Start of Data entries

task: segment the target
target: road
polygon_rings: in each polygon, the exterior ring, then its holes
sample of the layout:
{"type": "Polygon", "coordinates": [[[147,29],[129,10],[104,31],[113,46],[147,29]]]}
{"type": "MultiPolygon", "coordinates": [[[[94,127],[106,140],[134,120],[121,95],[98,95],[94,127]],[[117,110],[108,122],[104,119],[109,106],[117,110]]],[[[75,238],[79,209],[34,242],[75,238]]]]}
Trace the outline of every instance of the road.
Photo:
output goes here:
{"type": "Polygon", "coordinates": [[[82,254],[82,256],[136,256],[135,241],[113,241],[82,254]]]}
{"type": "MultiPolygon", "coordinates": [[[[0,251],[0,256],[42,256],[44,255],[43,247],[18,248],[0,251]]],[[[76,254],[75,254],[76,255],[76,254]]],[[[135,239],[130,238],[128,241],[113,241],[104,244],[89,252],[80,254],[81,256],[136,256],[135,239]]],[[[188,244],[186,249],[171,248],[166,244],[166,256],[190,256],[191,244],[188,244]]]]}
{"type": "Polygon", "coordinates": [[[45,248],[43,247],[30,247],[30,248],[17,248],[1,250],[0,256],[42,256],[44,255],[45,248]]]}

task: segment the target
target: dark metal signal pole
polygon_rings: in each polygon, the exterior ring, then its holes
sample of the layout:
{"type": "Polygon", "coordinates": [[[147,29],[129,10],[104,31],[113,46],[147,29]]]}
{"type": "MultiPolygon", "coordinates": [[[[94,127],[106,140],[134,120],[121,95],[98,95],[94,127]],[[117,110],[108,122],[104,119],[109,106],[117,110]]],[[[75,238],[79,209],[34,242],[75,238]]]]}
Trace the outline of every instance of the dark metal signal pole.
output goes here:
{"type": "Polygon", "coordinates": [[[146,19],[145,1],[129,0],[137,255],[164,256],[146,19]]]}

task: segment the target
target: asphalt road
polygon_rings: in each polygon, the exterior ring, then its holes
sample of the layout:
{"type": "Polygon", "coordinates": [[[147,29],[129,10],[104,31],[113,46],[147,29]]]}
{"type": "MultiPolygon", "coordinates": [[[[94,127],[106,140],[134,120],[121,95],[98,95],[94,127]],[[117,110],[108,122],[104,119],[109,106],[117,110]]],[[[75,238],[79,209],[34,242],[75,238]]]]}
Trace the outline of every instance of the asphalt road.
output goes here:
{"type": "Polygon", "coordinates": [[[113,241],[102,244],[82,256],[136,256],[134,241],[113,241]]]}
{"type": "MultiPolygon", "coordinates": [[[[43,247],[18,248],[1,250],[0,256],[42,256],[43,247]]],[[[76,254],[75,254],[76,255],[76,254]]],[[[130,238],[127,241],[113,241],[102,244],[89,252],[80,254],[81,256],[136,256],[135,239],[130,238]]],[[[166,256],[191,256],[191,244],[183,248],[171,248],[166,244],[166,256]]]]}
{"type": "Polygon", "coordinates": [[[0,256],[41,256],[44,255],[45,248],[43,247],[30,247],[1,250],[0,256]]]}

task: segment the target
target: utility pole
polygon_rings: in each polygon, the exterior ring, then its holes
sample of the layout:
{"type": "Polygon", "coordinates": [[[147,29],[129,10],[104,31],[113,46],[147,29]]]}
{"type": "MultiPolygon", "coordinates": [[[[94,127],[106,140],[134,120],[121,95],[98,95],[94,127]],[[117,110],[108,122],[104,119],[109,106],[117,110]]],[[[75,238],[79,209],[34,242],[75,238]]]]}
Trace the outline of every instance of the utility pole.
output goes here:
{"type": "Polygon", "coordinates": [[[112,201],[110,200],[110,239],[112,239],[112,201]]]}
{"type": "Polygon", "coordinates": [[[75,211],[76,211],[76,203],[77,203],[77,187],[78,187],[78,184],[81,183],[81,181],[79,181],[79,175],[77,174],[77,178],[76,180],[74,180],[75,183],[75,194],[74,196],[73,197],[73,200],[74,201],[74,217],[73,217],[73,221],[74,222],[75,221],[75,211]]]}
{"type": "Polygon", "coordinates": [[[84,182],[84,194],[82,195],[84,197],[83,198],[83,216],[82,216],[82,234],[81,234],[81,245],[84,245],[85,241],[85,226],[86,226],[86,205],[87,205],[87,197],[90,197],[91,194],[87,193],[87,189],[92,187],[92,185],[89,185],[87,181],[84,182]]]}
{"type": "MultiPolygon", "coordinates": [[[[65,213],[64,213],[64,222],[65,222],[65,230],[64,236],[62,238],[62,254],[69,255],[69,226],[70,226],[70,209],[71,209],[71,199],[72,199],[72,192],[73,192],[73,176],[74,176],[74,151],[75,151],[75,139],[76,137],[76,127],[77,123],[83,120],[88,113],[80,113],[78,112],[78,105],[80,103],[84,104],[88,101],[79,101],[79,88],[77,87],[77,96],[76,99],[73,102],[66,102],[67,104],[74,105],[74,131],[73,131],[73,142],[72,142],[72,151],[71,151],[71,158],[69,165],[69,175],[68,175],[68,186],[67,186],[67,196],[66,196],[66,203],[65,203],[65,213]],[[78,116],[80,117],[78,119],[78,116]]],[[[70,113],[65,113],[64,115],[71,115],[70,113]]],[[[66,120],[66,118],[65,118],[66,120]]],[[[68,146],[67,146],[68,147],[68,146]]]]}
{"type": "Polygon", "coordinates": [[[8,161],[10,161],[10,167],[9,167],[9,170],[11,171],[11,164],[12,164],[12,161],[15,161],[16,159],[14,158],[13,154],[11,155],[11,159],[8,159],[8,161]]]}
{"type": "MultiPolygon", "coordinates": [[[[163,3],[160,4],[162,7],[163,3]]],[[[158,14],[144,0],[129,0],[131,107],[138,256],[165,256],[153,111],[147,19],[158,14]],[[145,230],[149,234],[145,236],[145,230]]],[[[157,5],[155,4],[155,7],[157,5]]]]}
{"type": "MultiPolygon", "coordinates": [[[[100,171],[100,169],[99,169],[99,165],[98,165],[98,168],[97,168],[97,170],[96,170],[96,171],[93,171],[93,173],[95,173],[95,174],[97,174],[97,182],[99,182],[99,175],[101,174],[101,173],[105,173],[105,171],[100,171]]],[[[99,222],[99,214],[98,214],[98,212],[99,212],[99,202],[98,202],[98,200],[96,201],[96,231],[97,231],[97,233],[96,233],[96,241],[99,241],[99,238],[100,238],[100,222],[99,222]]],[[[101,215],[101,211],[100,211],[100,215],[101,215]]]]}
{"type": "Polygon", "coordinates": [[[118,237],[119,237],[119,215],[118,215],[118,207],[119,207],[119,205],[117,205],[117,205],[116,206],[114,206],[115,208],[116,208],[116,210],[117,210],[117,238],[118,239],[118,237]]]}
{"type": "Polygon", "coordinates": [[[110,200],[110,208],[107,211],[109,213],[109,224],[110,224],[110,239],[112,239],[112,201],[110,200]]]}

End of Data entries

## Aim of the task
Extract the complete listing above, reproducing each line exactly.

## Correct response
task: segment the target
target: road
polygon_rings: in each polygon, the exterior ring, then its holes
sample of the layout:
{"type": "Polygon", "coordinates": [[[147,29],[129,10],[104,31],[113,46],[147,29]]]}
{"type": "MultiPolygon", "coordinates": [[[[94,127],[106,140],[134,120],[121,95],[98,95],[94,127]],[[117,110],[108,122],[104,119],[109,106],[117,110]]],[[[75,238],[79,209],[34,242],[75,238]]]]}
Trace the outline of every instance of the road.
Photo:
output goes here:
{"type": "Polygon", "coordinates": [[[82,254],[82,256],[136,256],[135,241],[113,241],[82,254]]]}
{"type": "MultiPolygon", "coordinates": [[[[0,251],[0,256],[42,256],[44,255],[43,247],[18,248],[0,251]]],[[[76,254],[75,254],[76,255],[76,254]]],[[[135,239],[130,238],[128,241],[113,241],[104,244],[89,252],[80,254],[81,256],[136,256],[135,239]]],[[[188,244],[186,249],[171,248],[166,244],[166,256],[190,256],[191,244],[188,244]]]]}
{"type": "Polygon", "coordinates": [[[45,248],[43,247],[30,247],[30,248],[17,248],[1,250],[0,256],[42,256],[44,255],[45,248]]]}

task: segment the target
target: dark metal signal pole
polygon_rings: in each polygon, the exterior ring, then its holes
sample of the layout:
{"type": "Polygon", "coordinates": [[[147,29],[129,10],[104,31],[113,46],[147,29]]]}
{"type": "MultiPolygon", "coordinates": [[[[94,127],[106,140],[134,120],[121,95],[98,95],[94,127]],[[117,110],[108,122],[104,119],[109,106],[117,110]]],[[[75,238],[79,209],[34,242],[75,238]]]]}
Trace the outline of every instance of the dark metal signal pole.
output goes here:
{"type": "Polygon", "coordinates": [[[146,19],[145,1],[129,0],[137,255],[164,256],[146,19]]]}

task: segment the target
target: asphalt road
polygon_rings: in each polygon, the exterior ring, then its holes
sample of the layout:
{"type": "Polygon", "coordinates": [[[147,29],[129,10],[104,31],[113,46],[147,29]]]}
{"type": "MultiPolygon", "coordinates": [[[[94,127],[106,140],[134,120],[121,95],[98,95],[94,127]],[[117,110],[108,122],[104,119],[109,106],[117,110]]],[[[75,238],[79,209],[34,242],[75,238]]]]}
Trace the outline of every instance of the asphalt road.
output goes here:
{"type": "Polygon", "coordinates": [[[113,241],[102,244],[82,256],[136,256],[134,241],[113,241]]]}
{"type": "MultiPolygon", "coordinates": [[[[43,247],[18,248],[1,250],[0,256],[42,256],[43,247]]],[[[76,254],[75,254],[76,255],[76,254]]],[[[130,238],[127,241],[113,241],[102,244],[89,252],[80,254],[81,256],[136,256],[135,239],[130,238]]],[[[166,256],[191,256],[191,244],[183,248],[171,248],[166,244],[166,256]]]]}
{"type": "Polygon", "coordinates": [[[0,256],[41,256],[44,255],[45,248],[43,247],[30,247],[1,250],[0,256]]]}

task: segment the target
target: utility pole
polygon_rings: in each polygon, the exterior ring, then its holes
sample of the layout:
{"type": "Polygon", "coordinates": [[[147,29],[129,10],[104,31],[113,46],[147,29]]]}
{"type": "MultiPolygon", "coordinates": [[[[94,127],[106,140],[134,120],[121,95],[98,95],[94,127]],[[117,110],[108,122],[104,119],[109,106],[117,110]]],[[[75,238],[79,209],[34,242],[75,238]]]]}
Trace the outline of every instance of the utility pole.
output goes here:
{"type": "Polygon", "coordinates": [[[112,201],[110,200],[110,239],[112,239],[112,201]]]}
{"type": "Polygon", "coordinates": [[[75,211],[76,211],[76,203],[77,203],[77,187],[78,187],[78,184],[81,183],[81,181],[79,181],[79,175],[77,174],[77,178],[76,180],[74,180],[75,183],[75,194],[74,196],[73,197],[73,200],[74,201],[74,217],[73,217],[73,221],[74,222],[75,221],[75,211]]]}
{"type": "Polygon", "coordinates": [[[84,182],[84,194],[82,195],[84,197],[83,198],[83,216],[82,216],[82,234],[81,234],[81,245],[84,245],[85,241],[85,226],[86,226],[86,205],[87,205],[87,197],[90,197],[91,194],[87,193],[87,189],[92,187],[92,185],[89,185],[87,181],[84,182]]]}
{"type": "MultiPolygon", "coordinates": [[[[65,213],[64,213],[64,222],[65,222],[65,230],[64,236],[62,238],[62,254],[69,255],[69,226],[70,226],[70,209],[71,209],[71,199],[72,199],[72,192],[73,192],[73,176],[74,176],[74,151],[75,151],[75,139],[76,137],[76,127],[77,123],[83,120],[88,113],[80,113],[78,112],[78,105],[80,103],[84,104],[88,101],[79,101],[79,88],[77,87],[77,96],[76,99],[73,102],[66,102],[67,104],[74,105],[74,131],[73,131],[73,142],[72,142],[72,151],[71,151],[71,158],[69,165],[69,175],[68,175],[68,186],[67,186],[67,196],[66,196],[66,203],[65,203],[65,213]],[[78,116],[80,117],[78,119],[78,116]]],[[[70,113],[65,113],[64,115],[71,115],[70,113]]],[[[66,120],[66,118],[65,118],[66,120]]],[[[68,146],[67,146],[68,147],[68,146]]]]}
{"type": "Polygon", "coordinates": [[[8,161],[10,161],[10,167],[9,167],[9,170],[11,171],[11,164],[12,164],[12,161],[15,161],[16,159],[14,158],[13,154],[11,155],[11,159],[8,159],[8,161]]]}
{"type": "MultiPolygon", "coordinates": [[[[163,3],[160,4],[162,7],[163,3]]],[[[158,14],[144,0],[129,0],[131,107],[138,256],[165,256],[153,111],[147,19],[158,14]],[[145,230],[149,234],[145,236],[145,230]]],[[[157,5],[155,4],[155,7],[157,5]]]]}
{"type": "MultiPolygon", "coordinates": [[[[100,171],[100,169],[99,169],[99,165],[98,165],[98,168],[97,168],[97,170],[96,170],[96,171],[93,171],[93,173],[95,173],[95,174],[97,174],[97,182],[99,182],[99,175],[101,174],[101,173],[105,173],[105,171],[100,171]]],[[[99,222],[99,214],[98,214],[98,212],[99,212],[99,202],[98,202],[98,200],[96,201],[96,231],[97,231],[97,233],[96,233],[96,241],[99,241],[99,238],[100,238],[100,222],[99,222]]],[[[101,215],[101,211],[100,211],[100,215],[101,215]]]]}
{"type": "Polygon", "coordinates": [[[118,237],[119,237],[119,215],[118,215],[118,207],[119,207],[119,205],[117,205],[117,205],[116,206],[114,206],[115,208],[116,208],[116,210],[117,210],[117,238],[118,239],[118,237]]]}
{"type": "Polygon", "coordinates": [[[110,200],[110,208],[107,211],[109,213],[109,224],[110,224],[110,239],[112,239],[112,201],[110,200]]]}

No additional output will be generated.